**課題 1:** 以下の抜粋文で、デリダについて述べた段落の丸括弧内に並べられている呼びかけの手段をすべて挙げてください。

**抜粋文:**
【ノート】『哲学のエッセンス ドゥルーズ 解けない問いを生きる』(檜垣立哉,2002)

 フッサールは、<生ける現在>の探求を中心に据えていく。〔…〕ところが、ドゥルーズは、意識が世界に接する定点を探ったり、主体が世界に根づくあり方を掘り下げたりするような考察をすべて退ける。いいかえれば、現在にリアルさの根拠(<生ける現在性>)を見いだしたり、現在が含む拡がり(私が住まう大地、私が有機体に結びつく身体―環境的連関)を主題化することはがまったくないのである。*1

 つまり、流れの中に内在しながら自己の動きを決定していくこととは、無限に拡がる世界の姿を俯瞰しながら、一種の跳躍のような賭けをなしていくことである。自己の視点という定点を消し去って流れに内在することそのものが、ただちに無限の俯瞰をなすのである。*2

 私は先に、情報と生命とを、いまを考えるための二つの大きなテーマであると述べておいた。デリダの発想に深くかかわるのは、いうまでもなく情報である。主体という中心が解体され、どこから現れどこにいたるのかも追跡できない仕方で錯綜し、見えない彼方からの(他者からの)呼びかけに応じつづけること(郵便的であれ、電話であれ、メールであれ、コンピュータであれ)。こうした情報にまつわる現在的なイメージは、デリダの議論の論脈にきわめて接近している。(そこにはまた、宗教性のイメージも色濃く感じられる)。

**課題 2:** 下の一覧から、文字列「woman」を含む行をすべて探し、それぞれの行全体を報告してください。大文字と小文字は区別します。

(ラベル付き対象の位置指定エントリ)
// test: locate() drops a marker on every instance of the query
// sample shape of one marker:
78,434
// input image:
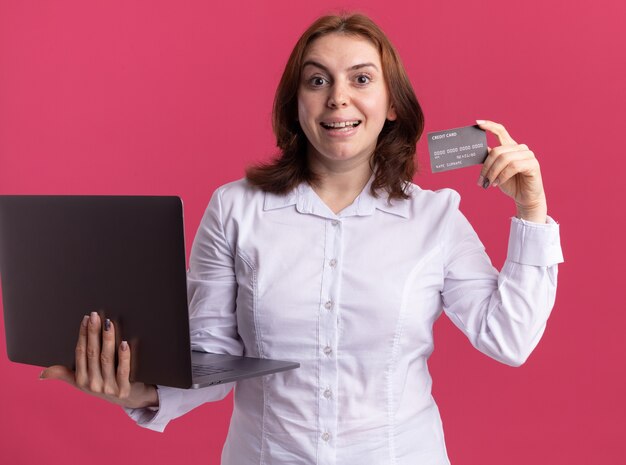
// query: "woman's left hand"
514,168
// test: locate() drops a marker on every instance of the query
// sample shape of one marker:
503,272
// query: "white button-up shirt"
353,297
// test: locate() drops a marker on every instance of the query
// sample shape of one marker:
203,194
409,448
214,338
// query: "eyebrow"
321,66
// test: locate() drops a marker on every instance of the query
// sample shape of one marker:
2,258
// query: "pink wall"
158,97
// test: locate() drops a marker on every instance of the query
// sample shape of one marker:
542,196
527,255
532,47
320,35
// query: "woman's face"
343,100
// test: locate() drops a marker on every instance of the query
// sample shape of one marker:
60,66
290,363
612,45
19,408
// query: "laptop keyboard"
203,370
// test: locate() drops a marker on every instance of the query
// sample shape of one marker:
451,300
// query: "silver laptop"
62,257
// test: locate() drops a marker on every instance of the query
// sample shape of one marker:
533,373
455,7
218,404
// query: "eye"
317,81
363,79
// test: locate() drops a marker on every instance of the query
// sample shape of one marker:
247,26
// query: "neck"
338,186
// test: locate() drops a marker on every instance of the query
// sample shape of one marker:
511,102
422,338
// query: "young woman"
332,257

**模範解答 1:** 郵便的、電話、メール、コンピュータ

**模範解答 2:**
// query: "woman's left hand"
// query: "woman's face"
// query: "young woman"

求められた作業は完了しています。